(Exercise description):
Return every line of the data below unchanged, character for character.

======== Data to use

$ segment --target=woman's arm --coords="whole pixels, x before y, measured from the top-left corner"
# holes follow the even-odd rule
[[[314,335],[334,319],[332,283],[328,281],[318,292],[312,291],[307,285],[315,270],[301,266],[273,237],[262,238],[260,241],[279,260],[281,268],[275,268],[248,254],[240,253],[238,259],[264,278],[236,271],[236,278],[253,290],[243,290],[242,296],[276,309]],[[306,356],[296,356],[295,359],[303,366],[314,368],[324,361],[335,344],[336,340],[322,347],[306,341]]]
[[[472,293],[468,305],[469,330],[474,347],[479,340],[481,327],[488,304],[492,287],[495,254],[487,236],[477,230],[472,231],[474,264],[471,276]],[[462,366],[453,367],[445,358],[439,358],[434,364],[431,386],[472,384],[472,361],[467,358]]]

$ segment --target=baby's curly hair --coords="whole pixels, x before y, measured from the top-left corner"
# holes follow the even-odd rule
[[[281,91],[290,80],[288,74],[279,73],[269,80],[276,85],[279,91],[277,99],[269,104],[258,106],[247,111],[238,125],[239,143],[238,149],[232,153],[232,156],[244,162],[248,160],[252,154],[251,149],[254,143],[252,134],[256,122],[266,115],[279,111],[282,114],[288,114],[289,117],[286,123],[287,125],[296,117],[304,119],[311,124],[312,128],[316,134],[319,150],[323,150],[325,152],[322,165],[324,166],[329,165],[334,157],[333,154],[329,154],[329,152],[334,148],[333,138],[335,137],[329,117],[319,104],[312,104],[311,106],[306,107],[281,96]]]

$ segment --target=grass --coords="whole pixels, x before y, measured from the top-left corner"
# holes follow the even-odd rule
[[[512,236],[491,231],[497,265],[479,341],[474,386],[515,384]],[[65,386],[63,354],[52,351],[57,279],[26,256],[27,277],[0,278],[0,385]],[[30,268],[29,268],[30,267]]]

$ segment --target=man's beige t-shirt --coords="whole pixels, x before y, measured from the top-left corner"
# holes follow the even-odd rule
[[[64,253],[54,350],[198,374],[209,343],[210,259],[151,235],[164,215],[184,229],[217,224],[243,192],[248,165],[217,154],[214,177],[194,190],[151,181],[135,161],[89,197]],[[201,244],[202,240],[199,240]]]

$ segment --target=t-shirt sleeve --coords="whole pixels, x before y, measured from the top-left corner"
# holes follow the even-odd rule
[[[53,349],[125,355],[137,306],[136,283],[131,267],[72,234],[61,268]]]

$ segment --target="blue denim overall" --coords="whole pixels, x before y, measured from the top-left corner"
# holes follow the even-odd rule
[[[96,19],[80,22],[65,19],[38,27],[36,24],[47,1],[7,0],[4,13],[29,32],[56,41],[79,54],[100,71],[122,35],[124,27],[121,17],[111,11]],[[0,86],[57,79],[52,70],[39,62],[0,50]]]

================

(Result of the task):
$ segment --target=woman's arm --coords="whole pixels, x before y, measured from the top-left corner"
# holes follow the even-odd rule
[[[314,335],[334,319],[332,283],[328,281],[318,292],[312,291],[307,285],[315,270],[301,266],[273,237],[262,238],[260,241],[279,260],[281,268],[275,268],[248,254],[240,253],[238,259],[264,278],[236,271],[236,278],[253,290],[243,290],[242,296],[276,309]],[[306,356],[296,356],[295,359],[303,366],[314,368],[324,361],[335,344],[336,340],[322,347],[306,341]]]
[[[472,293],[468,305],[469,330],[474,347],[479,340],[481,327],[488,304],[492,287],[495,254],[487,236],[477,230],[472,231],[474,264],[471,276]],[[462,366],[453,367],[445,358],[439,358],[434,364],[431,386],[472,384],[472,361],[467,358]]]

$ segment --target=baby's curly hair --coords="whole pixels, x before y, measured from the top-left corner"
# holes follow the even-odd rule
[[[281,91],[290,80],[288,74],[279,73],[269,80],[276,85],[279,91],[277,99],[269,104],[258,106],[247,111],[238,125],[239,143],[238,149],[232,153],[232,156],[244,162],[248,160],[252,154],[251,149],[254,143],[252,134],[256,122],[266,115],[279,111],[282,114],[288,114],[289,117],[286,123],[287,125],[296,117],[304,119],[311,124],[312,128],[316,134],[319,150],[323,150],[325,152],[322,165],[324,166],[329,165],[334,157],[333,154],[329,154],[329,152],[334,148],[333,138],[335,137],[329,117],[319,104],[312,104],[311,106],[306,107],[281,96]]]

$ segment --target=grass --coords="whole pixels, x before y, measured from the top-left corner"
# holes follow the even-odd rule
[[[512,236],[491,231],[497,265],[479,341],[474,386],[515,384]],[[65,386],[63,354],[52,351],[57,279],[26,256],[27,277],[0,278],[0,385]],[[30,268],[29,268],[30,267]]]

$ segment --target=man's beige t-shirt --coords="whole pixels, x before y, measured from the top-left corner"
# holes follow the even-odd rule
[[[64,253],[54,350],[198,374],[209,343],[210,259],[151,235],[164,215],[184,229],[217,224],[243,192],[248,165],[217,154],[214,177],[194,190],[151,181],[135,161],[89,197]],[[201,244],[202,240],[199,240]]]

$ segment --target=t-shirt sleeve --coords="whole pixels, x before y, measured from the top-left corner"
# holes follow the even-odd rule
[[[53,349],[125,355],[137,306],[136,283],[131,267],[72,234],[61,268]]]

$ segment --target="blue denim overall" --coords="whole pixels, x before y, measured from the top-left corner"
# holes follow the even-odd rule
[[[96,19],[80,22],[65,19],[38,27],[36,24],[47,1],[7,0],[4,13],[29,32],[56,41],[79,54],[100,71],[122,35],[124,27],[121,17],[111,11]],[[0,86],[57,79],[52,70],[39,62],[0,50]]]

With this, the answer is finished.